──────── Kutipan Dokumen

PENINGGALAN SISA KEJAYAAN
BARUS
Oleh: Edward
Simanungkalit
BARUS,
kota kecil di pantai barat Sumatera Utara, memiliki catatan perjalanan sejarah
yang sudah demikian panjang dan pernah termashyur ke berbagai belahan dunia
sebagai bandar niaga internasional. Kota pelabuhan ini ramai dikunjungi
pedagang-pedagang berbagai bangsa dan banyak juga yang menetap di sana.
Sisa-sisa peninggalan dari sejarah masa lalu itu masih dapat dilihat, sehingga
dapat menjadikan Barus menjadi tempat wisata sejarah, wisata rohani dan wisata
alam.
Peninggalan-peninggalan
sejarah yang terdapat di Barus dapat menjadikannya sebagai tempat wisata
sejarah. Sedang peninggalan-peninggalan yang berhubungan dengan agama dapat
menjadikan Barus sebagai tempat wisata rohani. Demikian juga dengan pantai yang
dulu dijadikan sebagai pelabuhan memiliki keindahan yang sekarang sudah
dijadikan menjadi objek wisata alam.
1.
Makam
Kuno
Makam kuno yang berasal dari
makam para tokoh Islam di masa lalu banyak ditemukan di Barus. Makam kuno yang
dapat ditemukan di sana seperti:
Makam Papan Tinggi,
yang terdapat di puncak bukit papan tinggi di mana tangganya memiliki 700 anak tangga lebih dengan tingkat kemiringan 45 derajat. Di kompleks
Makam Papan Tinggi terdapat makam istimewa yang memiliki panjang 9 meter,
dengan nisan putih setinggi 1,5 meter berukir aksara Persia dan Arab kuno.

────────────────
──────── Informasi yang Diberikan

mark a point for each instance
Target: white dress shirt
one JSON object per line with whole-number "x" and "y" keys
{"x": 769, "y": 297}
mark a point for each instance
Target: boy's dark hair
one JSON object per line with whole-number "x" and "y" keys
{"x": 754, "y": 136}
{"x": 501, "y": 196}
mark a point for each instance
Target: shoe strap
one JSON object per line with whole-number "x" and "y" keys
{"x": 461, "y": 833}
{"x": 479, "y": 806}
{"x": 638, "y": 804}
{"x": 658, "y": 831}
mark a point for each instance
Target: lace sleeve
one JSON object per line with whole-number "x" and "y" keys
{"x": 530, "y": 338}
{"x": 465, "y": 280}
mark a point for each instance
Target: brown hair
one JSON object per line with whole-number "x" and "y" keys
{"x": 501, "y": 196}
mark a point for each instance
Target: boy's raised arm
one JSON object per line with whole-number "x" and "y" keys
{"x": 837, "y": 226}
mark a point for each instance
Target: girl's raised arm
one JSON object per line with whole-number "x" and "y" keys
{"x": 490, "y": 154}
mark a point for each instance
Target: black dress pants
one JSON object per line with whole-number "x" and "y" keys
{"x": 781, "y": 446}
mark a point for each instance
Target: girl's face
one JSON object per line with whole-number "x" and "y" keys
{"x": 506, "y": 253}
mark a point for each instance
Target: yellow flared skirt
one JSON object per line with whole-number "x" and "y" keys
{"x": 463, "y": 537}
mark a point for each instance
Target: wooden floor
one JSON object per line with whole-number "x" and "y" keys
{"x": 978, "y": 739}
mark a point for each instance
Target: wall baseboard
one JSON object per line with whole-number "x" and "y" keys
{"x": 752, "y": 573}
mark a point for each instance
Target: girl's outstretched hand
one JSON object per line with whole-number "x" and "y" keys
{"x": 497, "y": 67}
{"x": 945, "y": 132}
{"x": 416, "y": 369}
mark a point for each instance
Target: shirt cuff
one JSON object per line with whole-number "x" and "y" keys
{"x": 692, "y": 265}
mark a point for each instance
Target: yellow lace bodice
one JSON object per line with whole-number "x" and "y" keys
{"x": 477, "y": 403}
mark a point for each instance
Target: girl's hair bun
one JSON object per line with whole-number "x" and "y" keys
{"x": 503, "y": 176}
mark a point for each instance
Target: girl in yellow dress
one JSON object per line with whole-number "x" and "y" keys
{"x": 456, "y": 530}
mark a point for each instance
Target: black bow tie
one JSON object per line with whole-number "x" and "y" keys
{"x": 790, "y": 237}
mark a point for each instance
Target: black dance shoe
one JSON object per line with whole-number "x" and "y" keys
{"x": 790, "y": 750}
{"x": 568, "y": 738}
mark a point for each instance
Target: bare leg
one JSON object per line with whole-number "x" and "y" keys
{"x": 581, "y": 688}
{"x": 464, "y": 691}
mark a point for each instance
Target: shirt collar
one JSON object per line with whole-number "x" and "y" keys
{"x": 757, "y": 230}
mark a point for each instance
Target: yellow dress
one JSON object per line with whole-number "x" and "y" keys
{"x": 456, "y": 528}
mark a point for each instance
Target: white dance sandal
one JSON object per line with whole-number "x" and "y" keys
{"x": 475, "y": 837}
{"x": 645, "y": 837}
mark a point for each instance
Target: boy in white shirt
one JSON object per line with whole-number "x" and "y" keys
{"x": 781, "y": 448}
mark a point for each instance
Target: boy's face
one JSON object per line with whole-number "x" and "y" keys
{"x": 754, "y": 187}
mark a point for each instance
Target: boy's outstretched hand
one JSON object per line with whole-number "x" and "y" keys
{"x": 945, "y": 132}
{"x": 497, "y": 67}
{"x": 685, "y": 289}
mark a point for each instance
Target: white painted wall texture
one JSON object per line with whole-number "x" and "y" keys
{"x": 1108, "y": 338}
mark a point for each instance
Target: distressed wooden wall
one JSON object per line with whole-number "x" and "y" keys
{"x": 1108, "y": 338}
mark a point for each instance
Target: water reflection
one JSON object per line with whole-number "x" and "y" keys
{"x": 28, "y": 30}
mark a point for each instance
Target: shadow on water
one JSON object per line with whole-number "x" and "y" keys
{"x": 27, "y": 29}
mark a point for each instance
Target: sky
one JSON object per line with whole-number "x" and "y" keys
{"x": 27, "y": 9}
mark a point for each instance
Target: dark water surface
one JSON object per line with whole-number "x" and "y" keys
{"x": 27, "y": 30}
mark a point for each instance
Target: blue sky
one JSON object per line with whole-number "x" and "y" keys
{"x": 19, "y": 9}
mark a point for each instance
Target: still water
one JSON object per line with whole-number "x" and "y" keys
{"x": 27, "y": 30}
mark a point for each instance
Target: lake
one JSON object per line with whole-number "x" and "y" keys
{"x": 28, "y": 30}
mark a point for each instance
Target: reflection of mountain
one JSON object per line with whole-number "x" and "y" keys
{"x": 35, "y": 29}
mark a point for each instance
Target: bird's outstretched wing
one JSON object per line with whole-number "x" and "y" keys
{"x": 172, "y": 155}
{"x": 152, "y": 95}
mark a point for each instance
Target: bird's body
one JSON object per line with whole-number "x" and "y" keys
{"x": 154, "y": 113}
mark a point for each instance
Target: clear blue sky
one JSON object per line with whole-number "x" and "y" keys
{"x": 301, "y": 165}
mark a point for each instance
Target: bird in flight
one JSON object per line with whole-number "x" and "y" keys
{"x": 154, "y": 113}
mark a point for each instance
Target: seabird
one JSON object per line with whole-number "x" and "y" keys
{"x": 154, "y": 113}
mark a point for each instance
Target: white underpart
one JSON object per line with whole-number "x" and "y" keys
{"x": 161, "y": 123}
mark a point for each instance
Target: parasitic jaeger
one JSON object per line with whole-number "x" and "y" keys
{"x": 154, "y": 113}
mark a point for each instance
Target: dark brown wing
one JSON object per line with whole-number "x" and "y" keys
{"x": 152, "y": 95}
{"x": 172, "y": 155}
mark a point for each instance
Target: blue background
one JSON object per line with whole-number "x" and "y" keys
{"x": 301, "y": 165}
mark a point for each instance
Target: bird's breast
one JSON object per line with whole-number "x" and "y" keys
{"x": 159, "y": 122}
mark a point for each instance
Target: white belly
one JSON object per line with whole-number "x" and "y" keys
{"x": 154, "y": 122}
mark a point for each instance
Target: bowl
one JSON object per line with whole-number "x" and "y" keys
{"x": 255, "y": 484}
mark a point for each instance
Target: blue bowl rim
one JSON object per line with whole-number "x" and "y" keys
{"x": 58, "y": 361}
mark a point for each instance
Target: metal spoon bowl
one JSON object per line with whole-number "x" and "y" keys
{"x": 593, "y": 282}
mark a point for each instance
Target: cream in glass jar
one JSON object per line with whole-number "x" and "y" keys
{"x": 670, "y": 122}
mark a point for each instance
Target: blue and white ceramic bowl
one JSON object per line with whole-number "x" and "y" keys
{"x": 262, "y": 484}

────────────────

Petunjuk 1: Ubah paragraf dalam kutipan dokumen tentang Barus yang diawali "Peninggalan-peninggalan sejarah yang terdapat di Barus" menjadi daftar singkat. Fakta utamanya harus tetap ada.
Petunjuk 2: Teruskan kutipan dokumen tentang peninggalan Barus mulai dari kalimat terakhirnya.

Jawaban yang Diharapkan 1:
- Peninggalan sejarah di Barus dapat menjadikannya tempat wisata sejarah.
- Peninggalan yang berhubungan dengan agama dapat menjadikannya tempat wisata rohani.
- Pantai yang dulu menjadi pelabuhan memiliki keindahan dan sekarang sudah menjadi objek wisata alam.

Jawaban yang Diharapkan 2:
Makam ini dikelilingi beberapa makam sederhana dengan nisan makam berupa batu
yang ditegakkan tanpa adanya tanda sama sekali. Kompleks makam dikelilingi
pagar dan dinaungi pohon besar. Menurut Djamaluddin Batubara, bahwa makam
istimewa tersebut adalah makam dari Syekh Mahmud, penyebar agama Islam pertama
yang berasal dari Hadramaut, Yaman.
Makam Mahligai, merupakan makam yang berada di atas tanah seluas sekitar 3 hektar di Desa Dakka dan tidak berapa jauh dari Makam Papan Tinggi. Makam yang paling utama di Makam Mahligai ialah makam dari Syech Rukhunuddin yang dianggap merupakan murid dari Syech Mahmud yang dimakamkan di Makam Papan Tinggi.
Penulis di Makam Mahligai (19-03-2008)
Syech Mahmud merupakan penyebar Islam pertama, sedangkan 43 Aulia lagi merupakan para pengikut atau muridnya yakni Syech Rukhunuddin, Tuanku Batu Badan, komplek Bukit Hasang, Tuanku Ambar, Tuan Kepala Ujung, Tuan Sirampak, Tuan Tembang, Tuanku Kayu Manang, Tuanku Makhdum, Syech Zainal Abidin Ilyas, Syech Ahmad Khatib Siddiq, Imam Mua’azhamsyah, Imam Chatib Miktibai, Tuanku Pinago, Tuanku Sultan Ibrahim bin Tuanku Sultan Muhammadsyah Chaniago, dan Tuan Digaung yang kesemua makam-makam itu berada di sekitar kota tua Barus.
Selain
makam-makam kuno para tokoh Islam tadi, ada juga makam-makam Tionghoa kuno
ditemukan di Barus. Hal ini melengkapi hasil penggalian arkeologi yang pernah
dilakukan di sana pada tahun 1995 di mana banyak ditemukan keramik-keramik dari
Guangdong abad ke-9. Semuanya ini membuktikan bahwa orang-orang Tionghoa sudah pernah tinggal di Barus.
2.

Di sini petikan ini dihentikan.